Stored items
►
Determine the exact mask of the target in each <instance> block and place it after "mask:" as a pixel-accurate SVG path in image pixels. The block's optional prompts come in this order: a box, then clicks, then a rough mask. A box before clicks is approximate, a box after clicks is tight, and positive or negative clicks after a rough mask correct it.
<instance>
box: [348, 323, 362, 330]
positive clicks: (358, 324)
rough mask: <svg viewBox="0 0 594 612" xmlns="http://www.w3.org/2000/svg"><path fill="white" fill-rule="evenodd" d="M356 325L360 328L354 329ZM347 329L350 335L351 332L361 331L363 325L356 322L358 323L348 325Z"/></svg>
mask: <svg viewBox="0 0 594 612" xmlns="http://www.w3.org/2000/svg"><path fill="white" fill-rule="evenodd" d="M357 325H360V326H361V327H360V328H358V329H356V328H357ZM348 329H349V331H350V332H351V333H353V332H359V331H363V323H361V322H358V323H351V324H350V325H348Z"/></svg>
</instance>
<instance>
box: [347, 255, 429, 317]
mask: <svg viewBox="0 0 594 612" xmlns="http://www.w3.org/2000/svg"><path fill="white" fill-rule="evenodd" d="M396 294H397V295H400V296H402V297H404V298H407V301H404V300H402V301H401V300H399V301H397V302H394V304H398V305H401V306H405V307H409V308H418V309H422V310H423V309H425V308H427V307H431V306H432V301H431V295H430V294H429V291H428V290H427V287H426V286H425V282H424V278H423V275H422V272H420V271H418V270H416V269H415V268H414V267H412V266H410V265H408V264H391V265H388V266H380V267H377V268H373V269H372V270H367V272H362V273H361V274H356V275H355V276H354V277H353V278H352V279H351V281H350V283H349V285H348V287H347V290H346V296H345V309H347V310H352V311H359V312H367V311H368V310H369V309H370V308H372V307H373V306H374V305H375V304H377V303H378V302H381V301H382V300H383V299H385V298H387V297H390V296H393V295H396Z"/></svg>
◄
| PROBLEM DETAILS |
Collect every line in the data above that contains the string "http", and copy each one in full.

| RESPONSE TO THE EXERCISE |
rough mask: <svg viewBox="0 0 594 612" xmlns="http://www.w3.org/2000/svg"><path fill="white" fill-rule="evenodd" d="M356 325L360 328L354 329ZM347 329L350 335L351 332L361 331L363 325L356 322L358 323L348 325Z"/></svg>
mask: <svg viewBox="0 0 594 612" xmlns="http://www.w3.org/2000/svg"><path fill="white" fill-rule="evenodd" d="M357 325H360V326H361V327H360V328H358V329H356V328H357ZM348 329H349V331H350V332H351V333H353V332H359V331H363V323H361V322H358V323H351V324H350V325H348Z"/></svg>
mask: <svg viewBox="0 0 594 612" xmlns="http://www.w3.org/2000/svg"><path fill="white" fill-rule="evenodd" d="M396 294H397V295H400V296H402V297H404V298H407V301H404V300H402V301H401V300H399V301H397V302H394V304H398V305H401V306H405V307H409V308H418V309H422V310H423V309H425V308H427V307H431V306H432V301H431V295H430V294H429V291H428V290H427V287H426V286H425V282H424V278H423V275H422V272H420V271H418V270H416V269H415V268H414V267H412V266H410V265H408V264H391V265H388V266H380V267H377V268H373V269H372V270H367V272H362V273H361V274H356V275H355V276H354V277H353V278H352V279H351V281H350V283H349V285H348V287H347V290H346V296H345V309H347V310H352V311H359V312H367V311H368V310H369V309H370V308H372V307H373V306H374V305H375V304H377V303H378V302H381V301H382V300H383V299H385V298H387V297H390V296H393V295H396Z"/></svg>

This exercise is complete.